§ **Consignes**:
1. Pour chacune de ces affirmations, dites si la critique du Garçon de mon père la confirme, en répondant par oui ou non et en citant les mots décisifs du texte. (a) En 2013, Emmanuelle Lambert a fait de la vie de sa grand-mère maternelle un roman. (b) Le grand-père paternel fut trapéziste et peintre. (c) La critique présente ce livre comme un roman.
2. Rédigez la suite de la critique du Garçon de mon père en partant de sa dernière phrase.

§ **Extrait du texte**:
• Le Garçon de mon père, Emmanuelle Lambert (Stock)

    commerces-immarcescibles.blogspot.comÇa faisait un moment qu’on la sentait tourner autour d’un tel livre… En 2013, dans La Tête haute (1), Emmanuelle Lambert déguisait en roman la vie de Betty, sa grand-mère maternelle. En 2019, dans son bel essai, Giono, furioso (2), parlant du père de l’écrivain provençal, elle évoquait fugitivement les moments passés à l’hôpital au chevet de son propre géniteur, en route vers la mort. Elle le rappelle dans ce livre-ci, où ce père et cette mort occupent la place centrale.

     

    L’âne, la mangouste et les institutrices

     

    Ce livre-ci. Mais quelle sorte de livre ? Ni un roman ni un essai. Un portrait ? « Je serais bien en peine de faire un portrait de mon père sans penser qu’il est faux (…). Même ce "il", qui présuppose une unité, est une fiction ». Un tombeau, comme au XVIIe siècle ? Il est question de tellement d’autres personnes, à part le père : de Betty, qu’on retrouve, de Dina, l’autre grand-mère, de la mère et des femmes lumineuses de sa famille, du romanesque grand-père paternel, qui fut trapéziste et musicien…

     

    Alors, un récit d’enfance ? Pas seulement non plus, même si l’on y parle des dimanches qui s’écoulent « dans l’appréhension du lendemain et la grisaille passée au chaud du temps qui s’étire », de L’Empire contre-attaque et de « l’odeur alcoolisée et saturée du mélange de parfums divers » qui régnait dans le magasin Aux Dames de France. En fait, Emmanuelle Lambert reste fidèle à ce qui est décidément sa manière : pas de côté, ruptures, fragments accumulés. Une manière qui convient à son sens de la scène, du détail, comme à son goût pour la lumière et les couleurs. Et qui, surtout, rejoint ici le fonctionnement de la mémoire, où l’âne de la comtesse de Ségur, « la mangouste de Kipling », « les rollers », « le chien, les institutrices, les tortues, les fleurs » coexistent « en stricte équivalence ».

§ **Données brutes**:
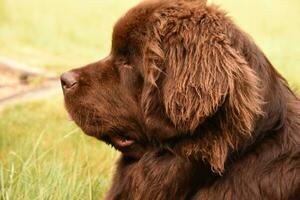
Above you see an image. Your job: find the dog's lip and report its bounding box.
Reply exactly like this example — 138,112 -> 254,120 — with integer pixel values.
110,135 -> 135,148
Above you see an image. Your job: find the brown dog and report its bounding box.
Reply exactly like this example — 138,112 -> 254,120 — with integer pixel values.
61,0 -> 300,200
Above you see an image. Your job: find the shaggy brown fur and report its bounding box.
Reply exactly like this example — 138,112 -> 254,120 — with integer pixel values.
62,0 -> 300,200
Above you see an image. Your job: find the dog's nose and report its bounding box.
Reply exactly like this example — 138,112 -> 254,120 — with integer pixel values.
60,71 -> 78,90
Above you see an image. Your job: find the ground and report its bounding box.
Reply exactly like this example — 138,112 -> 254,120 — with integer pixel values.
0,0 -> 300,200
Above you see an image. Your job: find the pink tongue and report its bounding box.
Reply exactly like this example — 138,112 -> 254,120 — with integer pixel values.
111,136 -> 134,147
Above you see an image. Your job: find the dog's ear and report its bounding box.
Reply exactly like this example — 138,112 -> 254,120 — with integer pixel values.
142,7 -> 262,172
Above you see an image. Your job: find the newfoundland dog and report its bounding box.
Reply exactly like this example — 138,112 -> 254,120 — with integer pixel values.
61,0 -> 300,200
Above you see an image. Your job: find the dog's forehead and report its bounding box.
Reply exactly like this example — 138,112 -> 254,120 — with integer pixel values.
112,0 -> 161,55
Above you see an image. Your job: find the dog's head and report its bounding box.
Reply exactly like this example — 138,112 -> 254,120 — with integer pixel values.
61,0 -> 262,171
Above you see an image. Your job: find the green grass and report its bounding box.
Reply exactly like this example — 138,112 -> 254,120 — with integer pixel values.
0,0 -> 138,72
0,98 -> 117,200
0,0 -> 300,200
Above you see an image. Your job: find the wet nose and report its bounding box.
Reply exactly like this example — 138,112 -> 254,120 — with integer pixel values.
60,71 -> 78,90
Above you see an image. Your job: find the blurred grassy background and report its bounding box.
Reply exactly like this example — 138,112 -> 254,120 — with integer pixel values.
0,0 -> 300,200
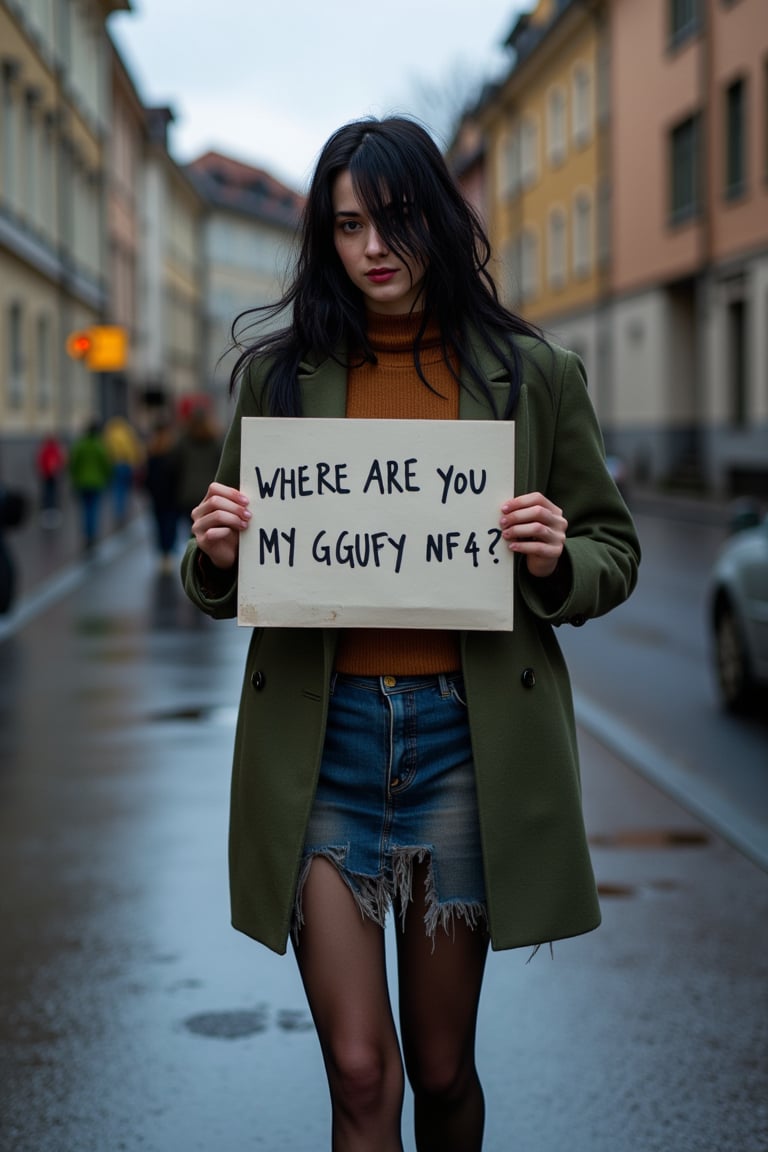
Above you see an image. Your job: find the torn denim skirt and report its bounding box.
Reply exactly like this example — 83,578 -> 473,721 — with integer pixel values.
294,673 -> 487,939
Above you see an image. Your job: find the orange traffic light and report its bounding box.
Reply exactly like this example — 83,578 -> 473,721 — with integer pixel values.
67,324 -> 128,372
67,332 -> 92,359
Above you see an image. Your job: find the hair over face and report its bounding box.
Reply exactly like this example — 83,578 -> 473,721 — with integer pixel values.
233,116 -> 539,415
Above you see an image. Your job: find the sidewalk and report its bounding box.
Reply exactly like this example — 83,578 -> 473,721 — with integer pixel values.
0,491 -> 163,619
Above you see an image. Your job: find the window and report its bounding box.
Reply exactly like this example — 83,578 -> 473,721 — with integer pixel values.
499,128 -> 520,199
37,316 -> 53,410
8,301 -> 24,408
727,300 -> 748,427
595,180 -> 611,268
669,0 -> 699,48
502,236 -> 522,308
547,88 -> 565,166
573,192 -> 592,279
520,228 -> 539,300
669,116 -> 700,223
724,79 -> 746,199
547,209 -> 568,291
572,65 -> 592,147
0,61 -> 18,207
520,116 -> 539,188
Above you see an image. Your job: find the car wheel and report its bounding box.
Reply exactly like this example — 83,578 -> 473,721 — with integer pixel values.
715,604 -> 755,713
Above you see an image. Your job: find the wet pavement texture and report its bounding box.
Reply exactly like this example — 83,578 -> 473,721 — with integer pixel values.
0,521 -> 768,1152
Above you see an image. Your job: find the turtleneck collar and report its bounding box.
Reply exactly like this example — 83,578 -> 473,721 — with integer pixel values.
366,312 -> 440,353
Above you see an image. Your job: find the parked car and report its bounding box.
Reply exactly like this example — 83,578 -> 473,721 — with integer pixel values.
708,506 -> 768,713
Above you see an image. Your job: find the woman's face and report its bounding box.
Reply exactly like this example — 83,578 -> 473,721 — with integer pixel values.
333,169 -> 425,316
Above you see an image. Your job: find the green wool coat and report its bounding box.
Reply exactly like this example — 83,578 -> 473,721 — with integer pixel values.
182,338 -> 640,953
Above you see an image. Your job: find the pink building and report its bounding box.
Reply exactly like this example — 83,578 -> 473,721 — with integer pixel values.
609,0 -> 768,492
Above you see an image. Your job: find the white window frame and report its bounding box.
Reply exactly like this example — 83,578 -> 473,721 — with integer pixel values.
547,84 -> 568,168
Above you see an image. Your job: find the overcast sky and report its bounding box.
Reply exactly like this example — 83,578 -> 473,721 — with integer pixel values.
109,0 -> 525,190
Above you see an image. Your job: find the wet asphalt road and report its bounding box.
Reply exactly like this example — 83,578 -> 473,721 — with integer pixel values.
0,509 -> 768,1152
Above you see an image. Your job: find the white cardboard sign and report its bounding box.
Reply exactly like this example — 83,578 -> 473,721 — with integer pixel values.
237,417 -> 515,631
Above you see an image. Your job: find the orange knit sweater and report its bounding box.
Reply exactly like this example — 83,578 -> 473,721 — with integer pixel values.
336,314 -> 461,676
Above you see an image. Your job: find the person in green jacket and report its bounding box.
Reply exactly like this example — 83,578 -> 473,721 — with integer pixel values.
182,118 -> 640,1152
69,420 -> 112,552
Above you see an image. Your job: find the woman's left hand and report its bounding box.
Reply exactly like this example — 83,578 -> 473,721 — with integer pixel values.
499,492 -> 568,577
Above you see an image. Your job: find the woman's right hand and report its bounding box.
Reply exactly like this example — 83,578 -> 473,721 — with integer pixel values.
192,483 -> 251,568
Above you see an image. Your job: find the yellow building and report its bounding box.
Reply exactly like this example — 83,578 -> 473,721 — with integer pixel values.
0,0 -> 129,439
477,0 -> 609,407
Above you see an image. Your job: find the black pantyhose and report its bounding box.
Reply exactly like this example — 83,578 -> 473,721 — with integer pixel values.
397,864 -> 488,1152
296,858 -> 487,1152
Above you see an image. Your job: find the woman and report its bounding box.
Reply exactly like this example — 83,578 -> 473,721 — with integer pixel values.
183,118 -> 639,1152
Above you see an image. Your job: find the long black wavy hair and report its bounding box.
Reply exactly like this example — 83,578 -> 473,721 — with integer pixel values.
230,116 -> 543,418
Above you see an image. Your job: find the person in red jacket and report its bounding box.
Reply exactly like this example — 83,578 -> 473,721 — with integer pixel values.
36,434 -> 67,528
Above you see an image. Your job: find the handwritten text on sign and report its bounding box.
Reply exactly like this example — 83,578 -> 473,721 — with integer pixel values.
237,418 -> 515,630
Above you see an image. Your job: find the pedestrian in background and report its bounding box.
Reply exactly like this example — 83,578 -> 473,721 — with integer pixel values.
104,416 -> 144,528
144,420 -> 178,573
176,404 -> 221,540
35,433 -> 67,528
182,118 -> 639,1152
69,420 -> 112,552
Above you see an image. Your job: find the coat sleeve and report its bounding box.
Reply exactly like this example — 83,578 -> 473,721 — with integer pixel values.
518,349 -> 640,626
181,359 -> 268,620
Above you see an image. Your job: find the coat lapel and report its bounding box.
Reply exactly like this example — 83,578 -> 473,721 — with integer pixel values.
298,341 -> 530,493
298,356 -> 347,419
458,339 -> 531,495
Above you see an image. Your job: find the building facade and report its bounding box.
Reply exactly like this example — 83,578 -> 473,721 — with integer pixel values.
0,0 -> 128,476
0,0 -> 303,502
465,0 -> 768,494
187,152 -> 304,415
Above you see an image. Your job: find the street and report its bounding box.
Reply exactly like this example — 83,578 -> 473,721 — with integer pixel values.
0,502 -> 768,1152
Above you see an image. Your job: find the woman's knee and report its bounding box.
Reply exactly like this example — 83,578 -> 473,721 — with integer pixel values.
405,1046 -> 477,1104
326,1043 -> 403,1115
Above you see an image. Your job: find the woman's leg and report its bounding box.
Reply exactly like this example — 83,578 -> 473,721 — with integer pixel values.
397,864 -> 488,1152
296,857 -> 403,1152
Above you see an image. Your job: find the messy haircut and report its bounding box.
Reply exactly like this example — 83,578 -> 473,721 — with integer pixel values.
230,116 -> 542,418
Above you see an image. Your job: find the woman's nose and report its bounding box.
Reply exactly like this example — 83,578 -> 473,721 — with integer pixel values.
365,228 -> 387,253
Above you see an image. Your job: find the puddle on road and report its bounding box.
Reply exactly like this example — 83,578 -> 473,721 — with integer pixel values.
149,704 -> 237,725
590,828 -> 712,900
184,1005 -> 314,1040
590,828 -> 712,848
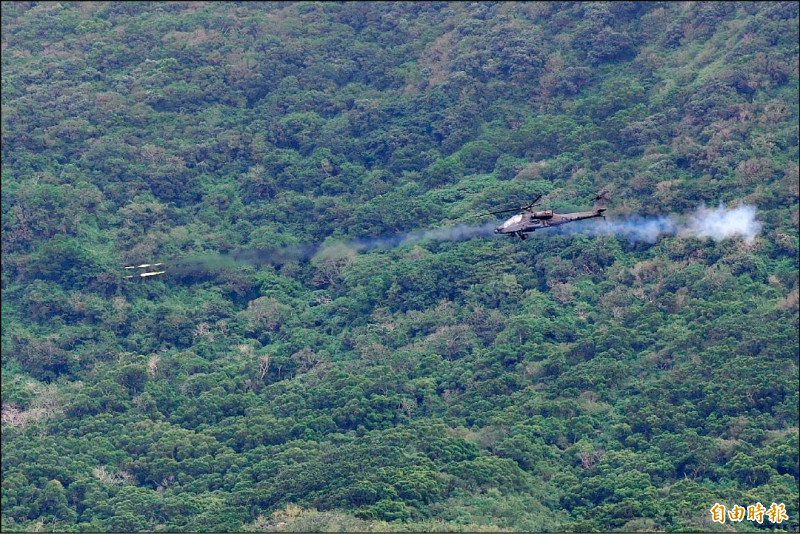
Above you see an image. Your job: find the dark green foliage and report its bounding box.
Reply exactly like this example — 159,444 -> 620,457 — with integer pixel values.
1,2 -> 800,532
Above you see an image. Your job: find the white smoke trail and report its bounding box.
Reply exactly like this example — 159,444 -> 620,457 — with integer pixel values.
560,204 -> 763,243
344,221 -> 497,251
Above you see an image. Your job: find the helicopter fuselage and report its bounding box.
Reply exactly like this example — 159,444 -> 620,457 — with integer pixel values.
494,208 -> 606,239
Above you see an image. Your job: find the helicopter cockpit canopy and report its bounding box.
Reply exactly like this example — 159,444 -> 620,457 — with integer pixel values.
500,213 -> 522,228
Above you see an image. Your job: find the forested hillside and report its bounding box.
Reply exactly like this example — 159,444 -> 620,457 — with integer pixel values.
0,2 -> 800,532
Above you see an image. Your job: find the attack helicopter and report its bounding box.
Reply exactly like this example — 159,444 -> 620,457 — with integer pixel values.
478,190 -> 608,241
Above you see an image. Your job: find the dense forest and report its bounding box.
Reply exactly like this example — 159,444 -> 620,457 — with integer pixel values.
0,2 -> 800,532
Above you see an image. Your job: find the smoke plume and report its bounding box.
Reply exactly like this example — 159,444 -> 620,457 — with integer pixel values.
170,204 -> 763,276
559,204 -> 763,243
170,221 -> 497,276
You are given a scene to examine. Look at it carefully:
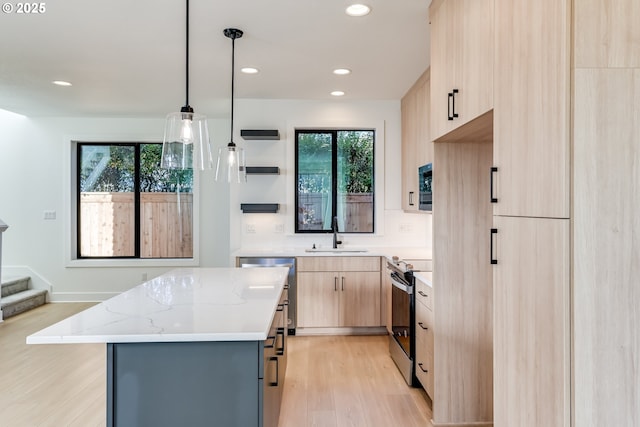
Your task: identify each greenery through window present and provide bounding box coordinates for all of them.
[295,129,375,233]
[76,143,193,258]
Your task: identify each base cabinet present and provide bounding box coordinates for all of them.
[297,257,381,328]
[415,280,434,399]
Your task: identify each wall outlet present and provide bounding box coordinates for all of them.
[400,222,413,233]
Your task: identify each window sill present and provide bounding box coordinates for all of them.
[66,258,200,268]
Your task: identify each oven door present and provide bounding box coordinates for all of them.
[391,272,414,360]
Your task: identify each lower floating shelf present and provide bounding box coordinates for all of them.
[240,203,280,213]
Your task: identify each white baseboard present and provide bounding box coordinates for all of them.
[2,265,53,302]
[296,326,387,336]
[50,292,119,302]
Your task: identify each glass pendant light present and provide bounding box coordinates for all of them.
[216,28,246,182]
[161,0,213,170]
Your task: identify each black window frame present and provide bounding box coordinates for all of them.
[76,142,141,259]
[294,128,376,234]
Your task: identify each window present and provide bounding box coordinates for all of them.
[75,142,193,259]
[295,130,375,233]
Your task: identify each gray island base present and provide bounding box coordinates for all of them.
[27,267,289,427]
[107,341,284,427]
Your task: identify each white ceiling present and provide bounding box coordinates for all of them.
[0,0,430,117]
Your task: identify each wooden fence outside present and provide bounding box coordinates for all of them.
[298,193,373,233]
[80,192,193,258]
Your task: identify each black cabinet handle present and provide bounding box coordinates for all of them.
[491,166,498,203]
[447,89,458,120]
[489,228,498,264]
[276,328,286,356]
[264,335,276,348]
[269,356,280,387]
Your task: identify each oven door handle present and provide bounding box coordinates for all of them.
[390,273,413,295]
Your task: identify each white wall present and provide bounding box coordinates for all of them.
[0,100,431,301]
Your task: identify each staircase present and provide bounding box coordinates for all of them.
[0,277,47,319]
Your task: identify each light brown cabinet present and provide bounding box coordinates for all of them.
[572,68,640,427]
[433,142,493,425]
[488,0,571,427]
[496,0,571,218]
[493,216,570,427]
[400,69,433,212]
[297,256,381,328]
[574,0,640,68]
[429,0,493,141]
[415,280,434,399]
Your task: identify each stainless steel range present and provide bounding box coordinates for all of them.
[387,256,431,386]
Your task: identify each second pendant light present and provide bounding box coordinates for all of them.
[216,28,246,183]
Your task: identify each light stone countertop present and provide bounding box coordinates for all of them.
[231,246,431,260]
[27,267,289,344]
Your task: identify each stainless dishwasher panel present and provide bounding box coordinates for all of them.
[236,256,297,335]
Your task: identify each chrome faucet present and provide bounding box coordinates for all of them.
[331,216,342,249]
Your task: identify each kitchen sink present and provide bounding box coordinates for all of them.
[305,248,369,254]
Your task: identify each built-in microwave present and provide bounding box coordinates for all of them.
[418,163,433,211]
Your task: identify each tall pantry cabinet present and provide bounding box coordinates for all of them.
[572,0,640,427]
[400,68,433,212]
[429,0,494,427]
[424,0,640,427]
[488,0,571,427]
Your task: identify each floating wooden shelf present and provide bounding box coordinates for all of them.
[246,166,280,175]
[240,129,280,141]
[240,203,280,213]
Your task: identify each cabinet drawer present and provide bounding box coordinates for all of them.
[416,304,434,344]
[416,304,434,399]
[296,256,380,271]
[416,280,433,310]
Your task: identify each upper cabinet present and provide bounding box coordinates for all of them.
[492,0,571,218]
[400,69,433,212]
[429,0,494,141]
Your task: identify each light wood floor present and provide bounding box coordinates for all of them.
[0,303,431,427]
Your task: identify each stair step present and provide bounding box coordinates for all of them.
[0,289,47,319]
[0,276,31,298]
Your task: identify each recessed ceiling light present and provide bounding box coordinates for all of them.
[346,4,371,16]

§ **Réponses finales**:
1.
(a) Oui : « En 2013, dans La Tête haute (1), Emmanuelle Lambert déguisait en roman la vie de Betty, sa grand-mère maternelle. »
(b) Non : « qui fut trapéziste et musicien »
(c) Non : « Ni un roman ni un essai. »

2.
     

    « La vie qui passe, ça coûte… »

     

    Il y a, bien sûr, un fil conducteur : du dimanche au vendredi, les six jours qui vont de l’arrêt des traitements à l’issue fatale. Ils sont rythmés par les heures dans la chambre, à suivre le travail de la mort (« C’est que, la vie qui passe, ça coûte. Qu’elle surgisse ou qu’elle se retire, ça traverse la viande et les os »). Mais ce récit d’un acheminement vers la fin est coupé de retours en arrière, d’éclats du passé, juxtaposés selon le principe de l’association libre. Travail de la mort et travail de la mémoire avancent de conserve, et, peu à peu, la narratrice construit, ou fait construire à son lecteur, un édifice subtilement composite. On y voit se dessiner, à coups d’instantanés précis, une image, malgré tout, du père. Pas plus qu’elle ne cherchait à rendre Giono sympathique, Emmanuelle Lambert n’atténue les contradictions de cet informaticien « fou de seience-fiction, de rock et de jeu d’échecs », boulimique de lecture, « ersatz agité de John Lennon », chaleureux et enthousiaste mais capable aussi « de promesses trahies et de mots durs » lors de sa séparation d’avec la mère. Laquelle est très présente, comme tant d’autres figures, dont certaines évoquées plus haut. Et ce sont également les images de plusieurs époques qui surgissent, dans ce texte où se superposent les plans familial, historique et individuel.

     

    Dans cet ordre. Car celle qui parle se voit comme le produit de multiples environnements croisés, dont chacun change à son propre rythme. Si c’était un autoportrait, ce serait un autoportrait en mouvement : une femme advient progressivement, qui fut d’abord « le garçon de [son] père », chargé de « vivre avec lui l’envers heureux de son enfance » délaissée, avant d’accéder, au contact des femmes qui l’entouraient aussi, à une « colère » qui se transformera en « programme ». Évolution résumée par une belle formule presque finale : « Savoir qu’il m’avait toujours aimée, à sa manière brouillonne et généreuse, m’a autorisée à me libérer de son amour ».

     

    P. A.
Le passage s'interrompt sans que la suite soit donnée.